EXERCISE DESCRIPTION - Pull out every line of the material below that contains the word "dark". Copy each such line in full.

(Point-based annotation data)
** START **
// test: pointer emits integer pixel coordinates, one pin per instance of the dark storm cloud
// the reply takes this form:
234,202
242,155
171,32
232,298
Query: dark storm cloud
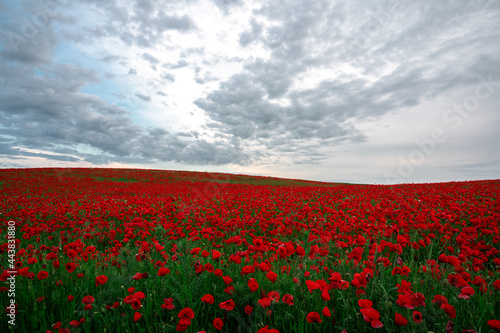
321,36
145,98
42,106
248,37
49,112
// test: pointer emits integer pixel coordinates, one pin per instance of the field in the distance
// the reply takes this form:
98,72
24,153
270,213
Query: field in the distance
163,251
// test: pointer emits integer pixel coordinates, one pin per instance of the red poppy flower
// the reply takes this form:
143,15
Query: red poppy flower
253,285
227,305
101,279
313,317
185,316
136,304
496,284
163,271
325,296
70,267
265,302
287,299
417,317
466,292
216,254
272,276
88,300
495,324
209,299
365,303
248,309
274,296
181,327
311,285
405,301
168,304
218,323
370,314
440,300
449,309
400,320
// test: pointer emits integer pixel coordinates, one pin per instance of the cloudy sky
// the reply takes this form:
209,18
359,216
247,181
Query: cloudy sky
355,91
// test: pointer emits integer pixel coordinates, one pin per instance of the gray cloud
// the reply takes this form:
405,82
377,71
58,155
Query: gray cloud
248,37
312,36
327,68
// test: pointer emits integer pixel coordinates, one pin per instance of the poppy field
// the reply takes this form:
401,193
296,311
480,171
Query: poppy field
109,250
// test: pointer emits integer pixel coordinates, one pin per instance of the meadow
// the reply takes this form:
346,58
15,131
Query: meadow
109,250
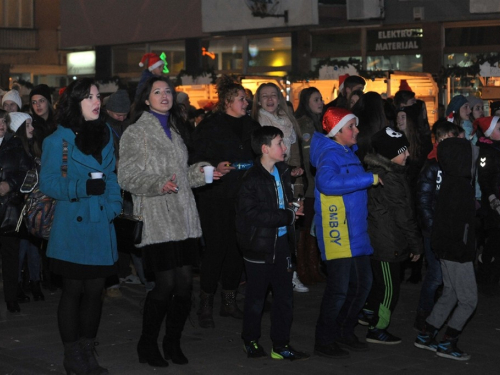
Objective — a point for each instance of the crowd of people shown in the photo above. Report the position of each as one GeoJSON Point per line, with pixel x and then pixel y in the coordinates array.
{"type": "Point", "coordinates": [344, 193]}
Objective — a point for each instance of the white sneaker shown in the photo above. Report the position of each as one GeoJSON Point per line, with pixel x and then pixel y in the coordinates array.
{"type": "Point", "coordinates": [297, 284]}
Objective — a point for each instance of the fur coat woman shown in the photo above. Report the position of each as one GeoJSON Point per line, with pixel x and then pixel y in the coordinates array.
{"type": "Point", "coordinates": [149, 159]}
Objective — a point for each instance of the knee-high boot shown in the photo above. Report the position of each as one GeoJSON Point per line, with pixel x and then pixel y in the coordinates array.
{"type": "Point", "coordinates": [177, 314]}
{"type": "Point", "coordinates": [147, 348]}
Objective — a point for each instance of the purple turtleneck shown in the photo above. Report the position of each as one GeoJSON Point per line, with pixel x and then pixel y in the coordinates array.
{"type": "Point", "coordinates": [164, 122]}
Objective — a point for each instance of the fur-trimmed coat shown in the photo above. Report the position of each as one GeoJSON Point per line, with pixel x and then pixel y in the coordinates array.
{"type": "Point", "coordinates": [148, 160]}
** END **
** START **
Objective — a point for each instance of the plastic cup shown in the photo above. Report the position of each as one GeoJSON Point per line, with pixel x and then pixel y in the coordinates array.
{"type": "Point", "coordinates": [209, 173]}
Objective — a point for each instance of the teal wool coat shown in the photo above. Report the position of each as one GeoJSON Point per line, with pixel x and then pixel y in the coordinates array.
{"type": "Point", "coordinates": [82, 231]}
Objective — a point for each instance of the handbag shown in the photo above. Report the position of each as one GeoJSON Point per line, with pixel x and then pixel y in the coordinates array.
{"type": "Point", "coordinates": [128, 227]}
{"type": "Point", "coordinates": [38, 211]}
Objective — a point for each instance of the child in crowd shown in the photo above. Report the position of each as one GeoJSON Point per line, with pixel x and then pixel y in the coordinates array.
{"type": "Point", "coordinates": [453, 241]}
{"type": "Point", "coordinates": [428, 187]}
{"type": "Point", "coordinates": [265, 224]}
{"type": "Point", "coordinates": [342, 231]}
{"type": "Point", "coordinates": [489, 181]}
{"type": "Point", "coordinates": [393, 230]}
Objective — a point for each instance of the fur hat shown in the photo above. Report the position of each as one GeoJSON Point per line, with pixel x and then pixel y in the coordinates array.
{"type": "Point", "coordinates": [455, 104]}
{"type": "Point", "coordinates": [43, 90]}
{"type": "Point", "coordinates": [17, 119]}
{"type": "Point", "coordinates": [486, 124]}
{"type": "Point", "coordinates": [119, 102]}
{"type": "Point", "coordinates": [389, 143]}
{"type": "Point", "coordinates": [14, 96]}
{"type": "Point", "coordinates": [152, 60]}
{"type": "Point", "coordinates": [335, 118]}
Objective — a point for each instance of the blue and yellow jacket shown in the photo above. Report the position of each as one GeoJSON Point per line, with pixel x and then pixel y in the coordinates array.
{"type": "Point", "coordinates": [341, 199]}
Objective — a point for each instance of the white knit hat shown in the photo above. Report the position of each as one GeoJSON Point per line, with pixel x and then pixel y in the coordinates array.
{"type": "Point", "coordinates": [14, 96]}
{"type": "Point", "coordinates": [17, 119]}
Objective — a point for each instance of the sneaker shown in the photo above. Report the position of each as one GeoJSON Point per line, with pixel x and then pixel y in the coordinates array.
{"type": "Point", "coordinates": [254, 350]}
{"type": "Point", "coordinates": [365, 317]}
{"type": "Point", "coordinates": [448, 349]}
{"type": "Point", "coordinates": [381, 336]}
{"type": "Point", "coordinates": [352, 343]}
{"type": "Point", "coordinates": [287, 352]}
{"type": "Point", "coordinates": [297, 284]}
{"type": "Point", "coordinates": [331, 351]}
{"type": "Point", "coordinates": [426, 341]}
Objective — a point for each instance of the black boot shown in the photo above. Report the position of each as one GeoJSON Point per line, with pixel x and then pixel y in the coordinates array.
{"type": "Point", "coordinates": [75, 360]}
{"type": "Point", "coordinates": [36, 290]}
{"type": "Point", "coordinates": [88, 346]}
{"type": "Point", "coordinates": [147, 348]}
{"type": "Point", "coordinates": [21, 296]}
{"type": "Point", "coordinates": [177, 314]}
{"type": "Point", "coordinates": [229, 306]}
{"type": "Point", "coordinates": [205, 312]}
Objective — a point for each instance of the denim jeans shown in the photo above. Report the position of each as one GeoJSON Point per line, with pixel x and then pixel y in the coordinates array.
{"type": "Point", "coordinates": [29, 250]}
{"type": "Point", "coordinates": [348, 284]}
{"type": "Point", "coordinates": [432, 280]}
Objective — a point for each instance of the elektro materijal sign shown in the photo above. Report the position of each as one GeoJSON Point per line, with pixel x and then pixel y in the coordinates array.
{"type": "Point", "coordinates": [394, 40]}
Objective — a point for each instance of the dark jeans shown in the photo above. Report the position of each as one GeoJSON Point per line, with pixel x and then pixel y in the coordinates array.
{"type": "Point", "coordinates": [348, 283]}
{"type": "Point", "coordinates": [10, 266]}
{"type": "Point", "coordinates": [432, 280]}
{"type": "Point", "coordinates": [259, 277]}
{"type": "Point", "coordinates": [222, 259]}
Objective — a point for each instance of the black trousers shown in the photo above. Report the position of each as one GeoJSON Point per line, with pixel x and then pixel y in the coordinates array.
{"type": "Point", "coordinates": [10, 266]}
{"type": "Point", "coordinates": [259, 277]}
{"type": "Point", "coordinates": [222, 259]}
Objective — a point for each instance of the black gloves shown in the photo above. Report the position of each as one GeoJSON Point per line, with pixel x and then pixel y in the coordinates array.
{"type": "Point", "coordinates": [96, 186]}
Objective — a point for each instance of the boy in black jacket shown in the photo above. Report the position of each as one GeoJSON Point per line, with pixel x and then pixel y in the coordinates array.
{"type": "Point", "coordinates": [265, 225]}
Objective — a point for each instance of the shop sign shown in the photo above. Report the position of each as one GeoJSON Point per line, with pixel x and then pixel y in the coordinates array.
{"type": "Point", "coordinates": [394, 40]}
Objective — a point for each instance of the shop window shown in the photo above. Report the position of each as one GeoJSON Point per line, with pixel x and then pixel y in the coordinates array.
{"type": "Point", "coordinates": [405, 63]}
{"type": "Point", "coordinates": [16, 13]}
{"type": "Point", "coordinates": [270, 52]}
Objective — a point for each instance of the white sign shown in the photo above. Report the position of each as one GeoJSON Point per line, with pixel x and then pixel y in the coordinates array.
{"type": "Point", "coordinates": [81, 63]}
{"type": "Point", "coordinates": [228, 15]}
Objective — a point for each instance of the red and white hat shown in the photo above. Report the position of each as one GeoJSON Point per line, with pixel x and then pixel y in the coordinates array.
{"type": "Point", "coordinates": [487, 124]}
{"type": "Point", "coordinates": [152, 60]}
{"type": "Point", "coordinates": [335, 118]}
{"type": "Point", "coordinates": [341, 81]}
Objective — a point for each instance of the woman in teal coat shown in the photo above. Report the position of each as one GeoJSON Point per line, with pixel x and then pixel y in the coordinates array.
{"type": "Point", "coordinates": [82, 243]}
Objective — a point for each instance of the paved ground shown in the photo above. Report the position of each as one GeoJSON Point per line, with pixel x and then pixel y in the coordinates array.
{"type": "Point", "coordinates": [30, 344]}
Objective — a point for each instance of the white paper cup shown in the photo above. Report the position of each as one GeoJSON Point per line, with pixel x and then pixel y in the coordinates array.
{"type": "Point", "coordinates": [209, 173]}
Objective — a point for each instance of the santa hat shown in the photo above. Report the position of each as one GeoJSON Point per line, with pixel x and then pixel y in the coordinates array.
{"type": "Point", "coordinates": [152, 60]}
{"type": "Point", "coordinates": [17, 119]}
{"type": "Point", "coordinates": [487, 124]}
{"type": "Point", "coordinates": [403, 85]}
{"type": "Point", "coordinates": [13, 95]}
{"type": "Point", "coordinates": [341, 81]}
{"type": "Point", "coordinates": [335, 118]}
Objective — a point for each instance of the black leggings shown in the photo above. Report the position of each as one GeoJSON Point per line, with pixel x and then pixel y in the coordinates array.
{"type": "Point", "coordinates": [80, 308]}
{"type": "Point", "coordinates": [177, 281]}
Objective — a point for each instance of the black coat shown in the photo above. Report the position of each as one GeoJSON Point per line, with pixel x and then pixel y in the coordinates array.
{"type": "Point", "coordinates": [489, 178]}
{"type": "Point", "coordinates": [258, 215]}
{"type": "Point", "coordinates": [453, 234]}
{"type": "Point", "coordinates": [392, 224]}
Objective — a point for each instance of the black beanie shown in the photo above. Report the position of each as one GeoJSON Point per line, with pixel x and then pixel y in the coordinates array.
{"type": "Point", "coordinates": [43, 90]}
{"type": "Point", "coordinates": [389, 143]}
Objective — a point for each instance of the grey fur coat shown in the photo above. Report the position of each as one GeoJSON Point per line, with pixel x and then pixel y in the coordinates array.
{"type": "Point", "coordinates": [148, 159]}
** END **
** START **
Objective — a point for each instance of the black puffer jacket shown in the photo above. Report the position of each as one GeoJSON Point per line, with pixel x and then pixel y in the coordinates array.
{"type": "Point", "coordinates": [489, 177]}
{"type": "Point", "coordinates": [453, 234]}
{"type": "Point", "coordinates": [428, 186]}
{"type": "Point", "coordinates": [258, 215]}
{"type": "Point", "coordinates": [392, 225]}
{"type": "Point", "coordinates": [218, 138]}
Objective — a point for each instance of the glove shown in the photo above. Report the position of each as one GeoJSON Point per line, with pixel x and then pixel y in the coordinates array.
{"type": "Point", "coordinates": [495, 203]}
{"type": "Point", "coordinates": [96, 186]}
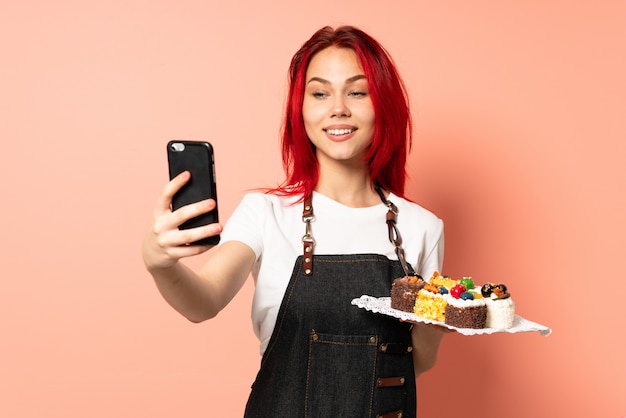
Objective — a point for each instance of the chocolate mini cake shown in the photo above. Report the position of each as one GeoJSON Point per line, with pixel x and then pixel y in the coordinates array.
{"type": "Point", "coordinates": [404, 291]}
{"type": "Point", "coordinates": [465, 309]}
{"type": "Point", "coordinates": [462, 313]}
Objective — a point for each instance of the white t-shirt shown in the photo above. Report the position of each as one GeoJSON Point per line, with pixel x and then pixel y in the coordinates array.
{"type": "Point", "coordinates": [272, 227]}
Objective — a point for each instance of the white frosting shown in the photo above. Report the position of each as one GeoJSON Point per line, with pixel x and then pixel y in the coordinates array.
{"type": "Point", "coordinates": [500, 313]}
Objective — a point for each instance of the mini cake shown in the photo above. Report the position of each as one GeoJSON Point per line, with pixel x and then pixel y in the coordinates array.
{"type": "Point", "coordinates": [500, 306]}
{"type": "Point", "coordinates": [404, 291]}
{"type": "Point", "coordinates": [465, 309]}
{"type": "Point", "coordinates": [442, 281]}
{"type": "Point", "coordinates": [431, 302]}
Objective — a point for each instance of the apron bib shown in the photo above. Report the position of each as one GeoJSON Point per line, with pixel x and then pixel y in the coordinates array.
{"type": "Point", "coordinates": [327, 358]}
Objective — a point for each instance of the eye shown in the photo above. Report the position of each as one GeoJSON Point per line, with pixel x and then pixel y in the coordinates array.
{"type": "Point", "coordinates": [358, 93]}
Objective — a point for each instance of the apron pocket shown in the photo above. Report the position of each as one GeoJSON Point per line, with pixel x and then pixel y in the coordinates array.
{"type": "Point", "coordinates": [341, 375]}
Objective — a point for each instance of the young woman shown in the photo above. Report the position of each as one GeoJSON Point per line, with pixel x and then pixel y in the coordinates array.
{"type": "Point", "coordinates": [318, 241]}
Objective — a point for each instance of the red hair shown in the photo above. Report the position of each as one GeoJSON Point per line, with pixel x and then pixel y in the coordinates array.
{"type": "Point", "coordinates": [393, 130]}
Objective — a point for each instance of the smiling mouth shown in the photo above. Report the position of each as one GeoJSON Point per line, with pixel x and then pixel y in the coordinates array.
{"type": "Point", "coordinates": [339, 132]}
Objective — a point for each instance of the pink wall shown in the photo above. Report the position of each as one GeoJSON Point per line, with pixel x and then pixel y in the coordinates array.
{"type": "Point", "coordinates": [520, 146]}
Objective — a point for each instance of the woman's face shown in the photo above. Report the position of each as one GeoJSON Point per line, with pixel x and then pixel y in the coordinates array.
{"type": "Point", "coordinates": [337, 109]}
** END **
RESPONSE -
// test: pointer emits integer pixel coordinates, one pin per instance of the dark storm cloud
Query: dark storm cloud
Objective — a point for each instance of the dark jeans shown in the photo above. Report the position of each as one GeoJSON Point per line, with pixel x and then pixel y in the coordinates array.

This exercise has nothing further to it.